#### SET EXERCISE
List every line of the records below that contains the string "print". Case counts.

#### TASK INPUTS
== == ==

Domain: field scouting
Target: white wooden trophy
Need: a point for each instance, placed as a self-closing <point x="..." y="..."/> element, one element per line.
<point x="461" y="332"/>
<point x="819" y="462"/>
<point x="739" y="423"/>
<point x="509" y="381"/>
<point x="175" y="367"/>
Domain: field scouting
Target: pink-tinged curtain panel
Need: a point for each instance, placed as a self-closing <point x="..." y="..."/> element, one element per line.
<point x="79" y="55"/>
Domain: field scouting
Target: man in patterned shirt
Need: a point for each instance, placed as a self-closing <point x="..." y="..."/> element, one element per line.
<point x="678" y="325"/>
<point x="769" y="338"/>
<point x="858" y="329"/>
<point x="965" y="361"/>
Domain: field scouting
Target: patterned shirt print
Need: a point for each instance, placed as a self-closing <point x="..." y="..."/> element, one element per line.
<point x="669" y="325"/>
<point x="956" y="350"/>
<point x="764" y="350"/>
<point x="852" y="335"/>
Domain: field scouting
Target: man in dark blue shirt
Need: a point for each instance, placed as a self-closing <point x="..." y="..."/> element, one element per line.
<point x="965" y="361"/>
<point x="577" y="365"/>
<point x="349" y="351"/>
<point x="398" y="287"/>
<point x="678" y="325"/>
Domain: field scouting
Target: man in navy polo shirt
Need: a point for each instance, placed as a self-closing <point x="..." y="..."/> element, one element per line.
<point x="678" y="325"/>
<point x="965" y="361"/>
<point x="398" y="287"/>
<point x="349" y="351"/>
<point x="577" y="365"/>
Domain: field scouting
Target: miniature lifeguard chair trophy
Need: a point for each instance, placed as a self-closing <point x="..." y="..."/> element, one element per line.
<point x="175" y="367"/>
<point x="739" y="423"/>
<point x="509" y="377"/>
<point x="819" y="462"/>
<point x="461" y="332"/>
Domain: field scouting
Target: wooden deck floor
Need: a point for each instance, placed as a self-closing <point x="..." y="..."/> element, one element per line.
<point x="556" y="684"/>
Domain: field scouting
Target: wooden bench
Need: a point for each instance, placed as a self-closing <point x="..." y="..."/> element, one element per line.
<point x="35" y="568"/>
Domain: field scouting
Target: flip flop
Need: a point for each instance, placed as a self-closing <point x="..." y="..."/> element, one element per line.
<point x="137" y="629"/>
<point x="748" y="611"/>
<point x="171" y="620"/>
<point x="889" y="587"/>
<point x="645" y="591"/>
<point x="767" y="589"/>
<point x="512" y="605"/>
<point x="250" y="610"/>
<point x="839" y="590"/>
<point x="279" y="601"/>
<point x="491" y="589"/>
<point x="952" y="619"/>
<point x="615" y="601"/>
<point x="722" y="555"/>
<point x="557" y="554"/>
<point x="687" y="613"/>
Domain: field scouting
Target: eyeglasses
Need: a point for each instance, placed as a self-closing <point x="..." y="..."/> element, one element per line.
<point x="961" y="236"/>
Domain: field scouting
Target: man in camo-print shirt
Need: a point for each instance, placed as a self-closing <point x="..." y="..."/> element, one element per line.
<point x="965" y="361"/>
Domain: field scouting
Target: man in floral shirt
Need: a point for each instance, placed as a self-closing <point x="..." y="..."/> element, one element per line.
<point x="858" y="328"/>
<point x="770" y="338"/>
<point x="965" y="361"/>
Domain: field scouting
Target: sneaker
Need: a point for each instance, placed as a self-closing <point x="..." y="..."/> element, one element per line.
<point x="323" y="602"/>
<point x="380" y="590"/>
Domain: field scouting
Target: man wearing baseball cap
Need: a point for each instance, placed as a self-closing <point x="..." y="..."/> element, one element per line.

== == ==

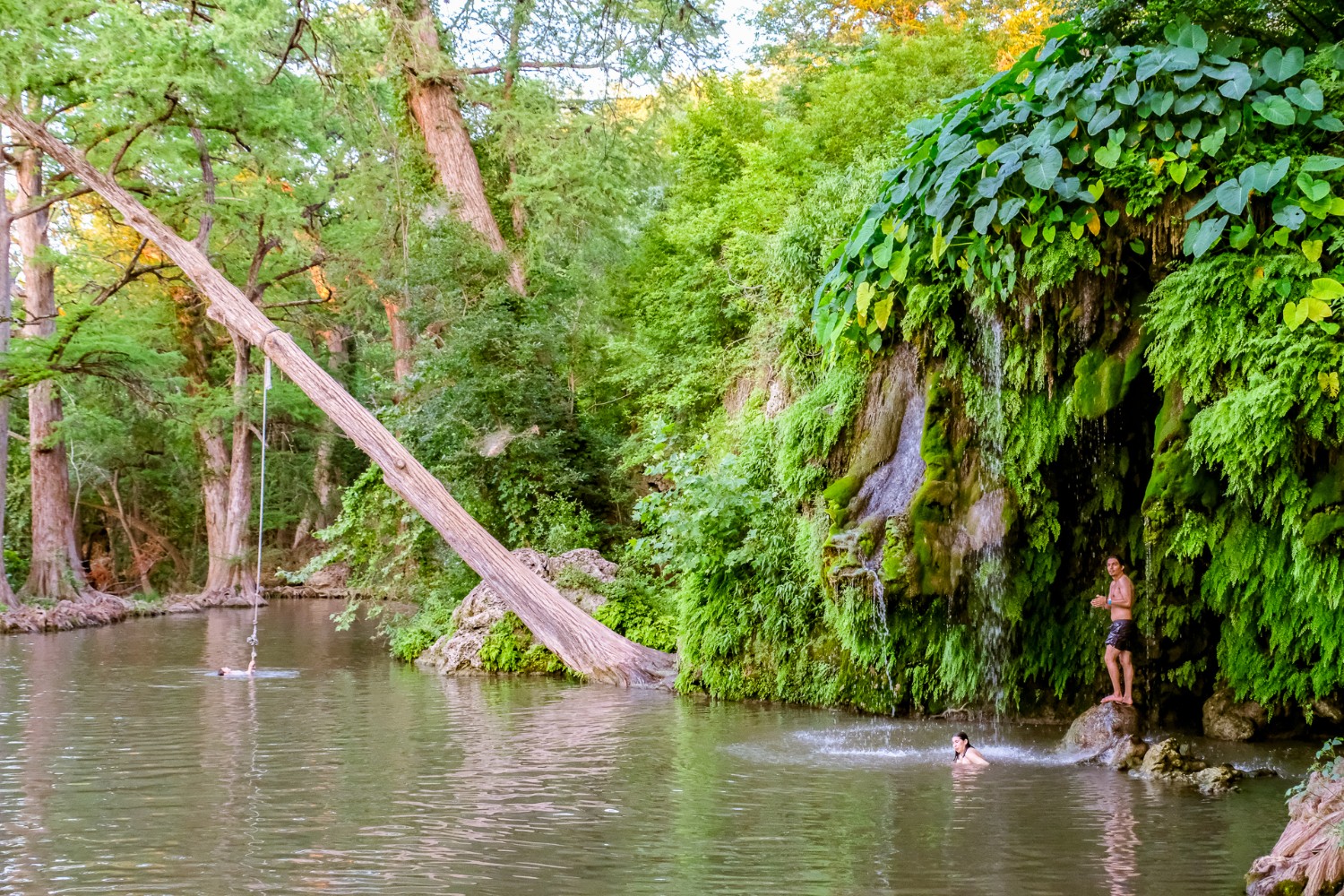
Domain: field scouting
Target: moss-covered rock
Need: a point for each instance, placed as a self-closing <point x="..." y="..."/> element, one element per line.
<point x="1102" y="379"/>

== == ==

#### TASK RESULT
Target: patterned shirt print
Target: man in camo-print shirt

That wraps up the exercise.